Decide whether each statement below agrees with the text on Captain Nazi, answering yes or no and quoting the text's deciding words. 1. Captain Nazi appeared in all four issues of the 1988 story in Action Comics Weekly. 2. Lester Abernathy received his powers from the Sons of Valhalla. 3. Madame Libertine is Captain Nazi's daughter.

Exercise passage:
▬▬▬▬▬▬

Following writer Roy Thomas and artist Tom Mandrake's new interpretation of the Captain Marvel mythos in the 1987 four-issue miniseries Shazam!: The New Beginning, Captain Nazi was re-introduced in a 1988 four-part story in Action Comics Weekly issues #623-626. Captain Nazi himself, however, only appeared in #624-626. The story was written by Thomas and his wife Dann Thomas, with art by Rick Stasi and Rick Magyar. The new Captain Nazi is a young Neo-Nazi named Lester Abernathy. Abernathy is given his "Captain Nazi" powers, costume and codename by a Neo-Nazi organization called the Sons of Valhalla and battles Captain Marvel. This version of the character made no further appearances and was subsequently retconned out of existence by the 1994 The Power of Shazam! graphic novel, which again altered Captain Marvel's background and continuity.

Captain Nazi was introduced into the modern DC Universe in Jerry Ordway's The Power of Shazam! series in 1995. In the modern series, Nazi had been active during the 1940s, battling World War II-era heroes such as Bulletman, Minute-Man, and Spy Smasher, but placed himself in suspended animation in a chamber so that he could emerge in modern society and revive the Third Reich. Nazi's brother, scientist Wolf Krieger, and his granddaughter, a super-powered villainess named Madame Libertine who possesses mind-controlling powers, carry on Nazi's legacy in the 1990s and ultimately retrieve him from suspended animation. Issues #6–8 of The Power of Shazam series retell the story of Captain Nazi murdering Freddy Freeman's grandfather by throwing him a great distance with his superhuman strength, his crippling of Freddy, and Freddy's emergence as Marvel Jr. and attempted revenge on Nazi. He ultimately takes Nazi to Europe to be tried for war crimes.

▬▬▬▬▬▬

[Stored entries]
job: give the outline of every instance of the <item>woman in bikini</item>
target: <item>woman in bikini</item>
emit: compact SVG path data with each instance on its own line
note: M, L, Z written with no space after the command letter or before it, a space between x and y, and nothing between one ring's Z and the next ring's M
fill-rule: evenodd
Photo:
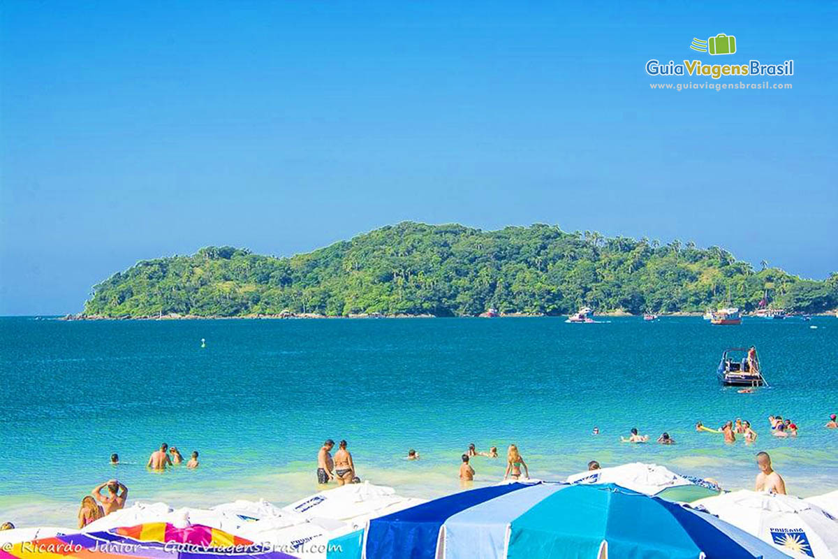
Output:
M98 520L105 516L105 511L96 504L91 495L85 496L81 499L81 507L79 509L79 528L84 528L93 520Z
M504 474L504 479L512 478L518 479L521 477L521 467L524 467L524 475L530 479L530 469L526 467L526 463L518 452L518 447L514 444L510 445L510 449L506 453L506 473Z
M351 484L355 477L355 464L352 462L352 454L346 450L346 441L338 444L338 452L334 453L334 477L338 485Z

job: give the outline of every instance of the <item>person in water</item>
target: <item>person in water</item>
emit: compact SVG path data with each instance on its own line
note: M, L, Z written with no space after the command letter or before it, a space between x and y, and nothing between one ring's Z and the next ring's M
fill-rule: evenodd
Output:
M473 481L474 468L468 463L468 455L463 455L463 463L460 464L460 479L462 481Z
M79 528L84 528L91 522L105 516L105 511L96 505L96 499L91 495L85 495L79 508Z
M665 432L658 437L658 443L660 444L675 444L675 440L670 437L670 433Z
M172 458L172 463L179 464L184 463L184 457L178 450L177 447L172 447L168 449L169 458Z
M105 487L107 487L106 495L101 494ZM116 479L110 479L93 488L91 494L101 503L102 512L107 516L114 510L119 510L125 506L125 501L128 499L128 488Z
M722 432L725 435L725 443L736 443L736 434L733 432L733 422L727 422L722 427Z
M646 443L649 441L649 435L638 434L637 427L632 427L628 438L620 437L620 443Z
M320 451L317 453L317 483L321 485L328 484L329 479L334 479L332 469L334 468L334 462L332 460L330 453L334 448L334 441L326 439L326 442L320 447Z
M510 444L506 451L506 473L504 474L504 479L507 478L519 479L521 477L521 468L524 468L525 477L529 479L530 468L526 467L526 463L524 462L520 453L518 452L518 447Z
M751 428L751 422L743 422L742 427L745 427L745 443L751 444L756 442L757 432Z
M338 485L351 484L355 477L355 464L352 462L352 454L346 450L345 440L338 444L338 452L334 453L334 474Z
M771 457L768 453L762 452L757 454L757 466L759 468L759 474L757 474L754 490L784 495L785 482L771 467Z
M146 467L156 470L164 470L167 464L171 466L172 458L169 458L168 450L168 444L165 443L161 444L160 450L152 453L152 455L148 457L148 463L146 464Z
M186 463L186 467L189 468L189 469L194 469L194 468L198 468L198 451L197 450L193 450L192 451L192 458L189 458L189 461Z

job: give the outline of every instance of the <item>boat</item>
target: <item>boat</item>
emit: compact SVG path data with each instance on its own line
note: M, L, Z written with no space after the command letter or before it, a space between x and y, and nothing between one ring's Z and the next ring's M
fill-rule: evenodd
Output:
M713 318L710 319L711 324L741 324L742 315L736 307L720 308L713 313Z
M754 350L756 352L756 349ZM741 354L742 357L735 354ZM752 370L747 360L747 348L730 348L722 354L722 360L716 374L719 382L726 386L763 386L767 385L763 377L762 367L759 366L759 358L754 362L756 366Z
M582 307L574 314L571 314L567 317L567 320L565 322L573 322L573 323L590 323L594 322L593 320L593 309L590 307Z

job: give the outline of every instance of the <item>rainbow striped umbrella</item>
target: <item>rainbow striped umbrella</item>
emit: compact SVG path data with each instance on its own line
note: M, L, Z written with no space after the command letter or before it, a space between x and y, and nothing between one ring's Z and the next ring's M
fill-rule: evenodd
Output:
M370 521L367 559L788 559L693 509L607 484L510 484Z
M0 559L294 559L250 540L200 525L149 522L109 531L59 535L0 549Z

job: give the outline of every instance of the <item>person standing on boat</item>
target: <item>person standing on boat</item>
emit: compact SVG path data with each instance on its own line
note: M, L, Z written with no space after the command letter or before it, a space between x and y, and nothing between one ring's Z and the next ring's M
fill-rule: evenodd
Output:
M759 375L759 361L757 360L757 348L753 345L747 350L747 372L752 375Z

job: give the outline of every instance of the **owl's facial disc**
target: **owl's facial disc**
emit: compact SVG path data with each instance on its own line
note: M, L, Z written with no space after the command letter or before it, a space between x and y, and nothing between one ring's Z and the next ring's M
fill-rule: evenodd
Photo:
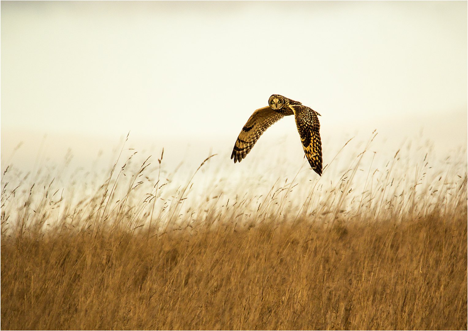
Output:
M280 109L285 104L285 100L280 96L271 96L268 100L268 105L272 109Z

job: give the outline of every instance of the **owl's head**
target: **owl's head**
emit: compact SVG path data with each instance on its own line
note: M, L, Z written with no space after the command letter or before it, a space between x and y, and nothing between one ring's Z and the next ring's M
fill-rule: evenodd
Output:
M272 109L281 109L287 101L286 98L279 94L274 94L268 99L268 105Z

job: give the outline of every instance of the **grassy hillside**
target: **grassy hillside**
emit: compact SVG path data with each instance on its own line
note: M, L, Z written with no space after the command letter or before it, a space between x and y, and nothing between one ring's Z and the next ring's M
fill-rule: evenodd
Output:
M73 202L4 180L1 328L466 330L466 173L396 160L360 190L358 162L329 186L191 200L196 176L139 191L147 161Z

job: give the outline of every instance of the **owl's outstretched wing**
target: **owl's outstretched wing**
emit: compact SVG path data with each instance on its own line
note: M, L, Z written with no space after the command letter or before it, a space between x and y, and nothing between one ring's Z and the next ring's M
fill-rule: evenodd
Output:
M321 176L322 174L322 140L320 140L320 123L315 110L302 105L291 106L294 113L297 131L300 136L304 152L314 170Z
M231 154L231 159L234 159L235 163L245 158L265 130L284 117L284 115L275 111L270 107L255 110L239 134Z

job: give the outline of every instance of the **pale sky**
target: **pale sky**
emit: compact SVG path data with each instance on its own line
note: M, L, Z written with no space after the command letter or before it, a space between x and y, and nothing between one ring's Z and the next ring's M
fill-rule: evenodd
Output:
M52 159L79 159L129 131L137 148L230 162L272 94L322 115L324 147L376 129L382 146L466 149L467 3L2 1L2 169L37 161L46 134ZM300 154L293 119L270 131Z

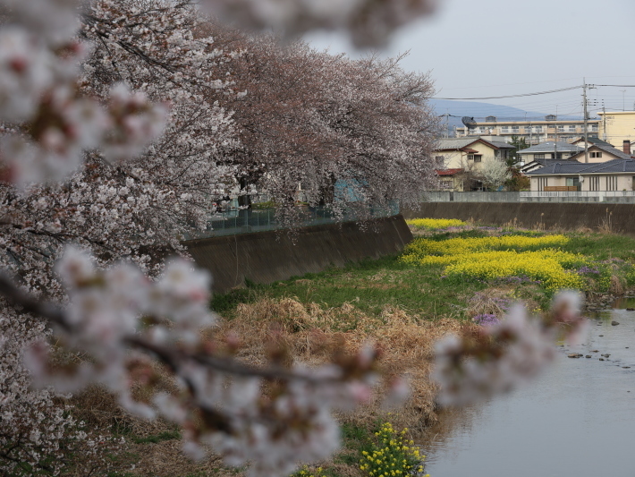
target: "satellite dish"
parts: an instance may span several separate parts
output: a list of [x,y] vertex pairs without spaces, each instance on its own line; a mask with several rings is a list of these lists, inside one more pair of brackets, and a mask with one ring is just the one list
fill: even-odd
[[461,118],[461,122],[465,124],[468,129],[474,129],[476,127],[476,121],[473,117],[463,116]]

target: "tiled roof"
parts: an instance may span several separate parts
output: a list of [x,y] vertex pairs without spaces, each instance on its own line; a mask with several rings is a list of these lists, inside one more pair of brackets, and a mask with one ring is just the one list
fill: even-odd
[[526,173],[527,175],[567,175],[567,174],[615,174],[615,173],[635,173],[635,159],[613,159],[611,161],[600,162],[597,164],[571,164],[566,162],[556,162],[546,166],[535,171]]
[[440,169],[436,171],[436,175],[454,175],[463,172],[463,169]]
[[536,167],[542,167],[544,166],[551,166],[553,164],[581,164],[576,159],[571,159],[567,158],[566,159],[534,159],[531,162],[528,162],[522,167],[521,171],[525,172],[527,169],[535,169]]
[[478,138],[453,138],[439,141],[436,150],[461,149],[478,141]]
[[467,138],[450,138],[450,139],[442,139],[439,141],[438,145],[436,146],[436,149],[435,150],[455,150],[455,149],[462,149],[463,148],[467,148],[470,144],[475,143],[476,141],[480,141],[485,142],[486,144],[489,144],[494,147],[494,149],[512,149],[513,146],[507,144],[506,142],[503,142],[500,141],[487,141],[486,139],[483,139],[481,137],[467,137]]
[[512,144],[510,144],[508,142],[503,142],[502,141],[488,141],[487,142],[494,144],[496,148],[498,148],[500,149],[514,149],[514,147],[512,146]]
[[613,159],[612,161],[594,164],[584,174],[610,174],[616,172],[635,172],[635,160],[633,159]]
[[[600,138],[589,137],[589,138],[588,139],[588,142],[589,142],[590,144],[604,144],[604,145],[605,145],[605,146],[611,146],[611,147],[613,147],[613,144],[609,144],[608,142],[606,142],[605,141],[601,140]],[[577,140],[577,141],[574,141],[573,142],[580,142],[580,141],[584,142],[584,136],[581,137],[581,138],[580,138],[580,139]]]
[[[631,159],[631,156],[629,156],[628,154],[625,154],[623,151],[622,151],[618,149],[614,148],[610,144],[593,144],[593,146],[590,146],[588,149],[590,149],[591,148],[597,148],[598,149],[607,152],[609,154],[613,154],[614,156],[615,156],[616,158],[619,158],[621,159]],[[572,156],[572,158],[580,158],[580,157],[584,158],[584,149],[582,149],[578,154],[574,154],[573,156]]]
[[542,152],[554,152],[554,150],[555,150],[556,152],[579,152],[580,150],[584,150],[584,148],[580,148],[573,144],[569,144],[568,142],[563,142],[561,141],[555,142],[555,146],[553,141],[547,141],[546,142],[542,142],[536,146],[531,146],[530,148],[527,148],[526,149],[519,150],[518,153],[540,154]]
[[588,167],[588,164],[581,164],[578,161],[554,161],[553,164],[525,173],[527,175],[544,175],[554,174],[580,174]]

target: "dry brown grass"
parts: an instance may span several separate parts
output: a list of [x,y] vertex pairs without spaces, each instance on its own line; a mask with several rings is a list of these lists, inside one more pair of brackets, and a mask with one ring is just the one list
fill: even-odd
[[[412,430],[420,430],[436,421],[436,389],[428,378],[434,343],[462,326],[451,319],[423,320],[399,308],[385,307],[379,316],[368,316],[352,303],[324,309],[317,303],[304,305],[290,298],[263,298],[254,303],[240,304],[233,316],[235,318],[231,321],[223,321],[219,328],[207,333],[217,336],[232,333],[241,336],[238,357],[253,364],[266,364],[267,345],[273,342],[284,344],[293,360],[309,365],[328,361],[334,348],[352,353],[368,341],[377,343],[382,351],[381,363],[385,371],[388,375],[405,375],[410,379],[412,396],[390,420],[396,426],[407,426]],[[160,367],[157,371],[162,376],[162,388],[170,391],[174,385],[169,373]],[[134,392],[142,394],[143,390]],[[340,415],[338,419],[343,422],[372,425],[377,418],[386,418],[387,411],[381,409],[377,401],[355,413]],[[106,432],[106,430],[125,430],[135,437],[148,437],[174,430],[174,426],[168,422],[144,421],[129,414],[111,394],[97,387],[89,388],[75,396],[72,404],[75,417]],[[126,450],[138,459],[131,473],[144,477],[229,477],[242,473],[225,468],[215,456],[202,463],[191,462],[182,454],[181,446],[181,441],[174,439],[142,444],[129,439]],[[327,464],[338,475],[360,475],[355,466]],[[127,465],[130,469],[130,464]]]
[[[399,308],[386,307],[378,317],[372,317],[351,303],[323,309],[291,298],[240,304],[234,316],[222,325],[220,332],[242,336],[239,357],[253,363],[265,362],[267,344],[273,341],[284,344],[295,360],[312,365],[325,362],[334,347],[352,353],[368,341],[377,343],[385,371],[410,379],[412,397],[400,413],[408,415],[410,427],[436,420],[436,388],[428,378],[433,345],[461,327],[450,319],[421,320]],[[377,406],[369,406],[352,419],[374,419],[378,412]],[[415,420],[413,413],[418,415]]]

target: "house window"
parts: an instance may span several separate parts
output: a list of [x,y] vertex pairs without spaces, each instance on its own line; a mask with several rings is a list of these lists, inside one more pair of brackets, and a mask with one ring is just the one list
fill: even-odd
[[600,190],[600,178],[598,176],[588,178],[588,190],[589,191],[599,191]]
[[546,187],[549,179],[547,177],[538,177],[538,192],[542,192]]
[[577,187],[580,191],[580,179],[578,177],[567,177],[567,187]]
[[617,176],[616,175],[607,175],[606,176],[606,190],[607,191],[617,191]]

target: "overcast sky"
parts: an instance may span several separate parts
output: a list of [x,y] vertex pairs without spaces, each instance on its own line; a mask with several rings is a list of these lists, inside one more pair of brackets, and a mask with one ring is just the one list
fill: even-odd
[[[358,56],[342,36],[307,37]],[[635,85],[634,0],[440,0],[432,17],[402,30],[385,55],[411,50],[407,70],[431,72],[439,98],[480,98],[582,83]],[[622,89],[626,89],[622,93]],[[521,109],[580,115],[581,89],[487,99]],[[635,88],[590,89],[590,111],[633,109]],[[597,106],[596,106],[597,105]],[[484,111],[484,115],[487,111]]]

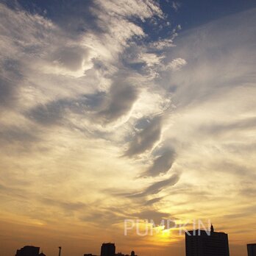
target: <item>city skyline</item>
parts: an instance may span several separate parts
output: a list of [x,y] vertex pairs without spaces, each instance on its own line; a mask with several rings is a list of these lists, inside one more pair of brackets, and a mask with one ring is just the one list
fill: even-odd
[[255,42],[255,1],[0,0],[0,255],[184,256],[201,221],[246,256]]

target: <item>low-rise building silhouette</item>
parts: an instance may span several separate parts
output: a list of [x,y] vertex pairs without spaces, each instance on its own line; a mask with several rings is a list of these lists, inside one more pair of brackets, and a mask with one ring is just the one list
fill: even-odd
[[256,243],[247,244],[248,256],[256,256]]
[[15,256],[46,256],[42,252],[39,253],[40,247],[26,246],[16,252]]
[[115,243],[104,243],[102,245],[101,256],[115,256]]
[[186,256],[230,256],[227,234],[210,231],[191,230],[185,234]]

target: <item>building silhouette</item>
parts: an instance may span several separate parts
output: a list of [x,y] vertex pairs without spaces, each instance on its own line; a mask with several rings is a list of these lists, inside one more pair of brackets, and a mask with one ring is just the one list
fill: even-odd
[[248,256],[256,256],[256,243],[247,244]]
[[185,233],[186,256],[230,256],[227,234],[210,231],[191,230]]
[[104,243],[102,245],[101,256],[115,256],[115,243]]
[[46,256],[42,252],[39,253],[40,247],[26,246],[16,252],[15,256]]

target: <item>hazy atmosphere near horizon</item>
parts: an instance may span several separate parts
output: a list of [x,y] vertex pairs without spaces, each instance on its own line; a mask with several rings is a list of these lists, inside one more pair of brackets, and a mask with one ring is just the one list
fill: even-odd
[[1,256],[256,243],[255,1],[0,0],[0,65]]

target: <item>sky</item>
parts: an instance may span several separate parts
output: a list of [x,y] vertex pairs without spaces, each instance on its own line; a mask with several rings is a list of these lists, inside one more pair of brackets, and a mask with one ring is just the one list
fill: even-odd
[[[0,1],[0,255],[185,255],[256,229],[256,2]],[[191,227],[191,223],[188,227]]]

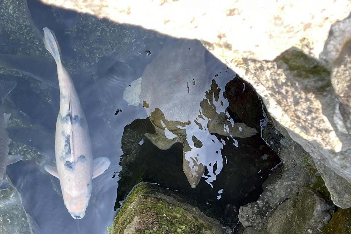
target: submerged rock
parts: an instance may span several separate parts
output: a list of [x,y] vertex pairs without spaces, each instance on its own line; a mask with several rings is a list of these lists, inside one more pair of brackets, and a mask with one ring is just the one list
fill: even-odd
[[31,234],[20,195],[12,184],[0,192],[0,233]]
[[323,233],[351,233],[351,208],[338,209],[322,231]]
[[318,192],[303,188],[280,205],[268,219],[269,234],[316,233],[330,219],[333,206]]
[[141,183],[123,203],[111,234],[221,233],[218,220],[187,204],[176,193]]

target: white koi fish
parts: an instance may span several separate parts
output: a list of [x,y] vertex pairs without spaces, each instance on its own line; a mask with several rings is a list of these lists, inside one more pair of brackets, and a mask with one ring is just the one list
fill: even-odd
[[8,155],[10,139],[6,128],[11,114],[4,113],[2,109],[2,101],[16,85],[14,81],[0,80],[0,190],[8,187],[8,182],[5,180],[6,166],[19,161],[23,157],[21,155]]
[[55,59],[60,87],[60,111],[56,122],[56,166],[45,169],[60,180],[65,205],[72,218],[82,218],[92,192],[92,179],[108,168],[110,160],[93,160],[88,124],[72,79],[61,62],[59,45],[50,29],[44,29],[45,48]]

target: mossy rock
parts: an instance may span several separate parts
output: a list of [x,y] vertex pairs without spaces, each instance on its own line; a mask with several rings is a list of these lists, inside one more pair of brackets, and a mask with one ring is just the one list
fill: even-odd
[[155,185],[141,183],[117,213],[111,233],[222,233],[223,227],[218,220],[180,200],[177,194],[172,195],[172,193]]
[[317,191],[303,187],[279,205],[269,219],[268,234],[319,233],[330,219],[332,204]]
[[351,208],[339,208],[322,232],[323,233],[351,234]]

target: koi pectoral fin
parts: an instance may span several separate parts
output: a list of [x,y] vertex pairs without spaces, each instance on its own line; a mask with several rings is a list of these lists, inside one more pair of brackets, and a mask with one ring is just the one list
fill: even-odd
[[50,166],[49,165],[45,165],[45,166],[44,167],[44,169],[47,172],[57,179],[60,179],[59,177],[59,173],[57,172],[57,168],[55,166]]
[[97,177],[106,171],[111,163],[107,157],[98,158],[93,163],[93,179]]

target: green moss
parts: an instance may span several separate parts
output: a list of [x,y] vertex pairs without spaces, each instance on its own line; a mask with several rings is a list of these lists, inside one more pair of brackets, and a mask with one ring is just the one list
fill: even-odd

▬▬▬▬▬▬

Answer for this exercise:
1. No: "Captain Nazi himself, however, only appeared in #624-626."
2. Yes: "Abernathy is given his "Captain Nazi" powers, costume and codename by a Neo-Nazi organization called the Sons of Valhalla"
3. No: "his granddaughter, a super-powered villainess named Madame Libertine"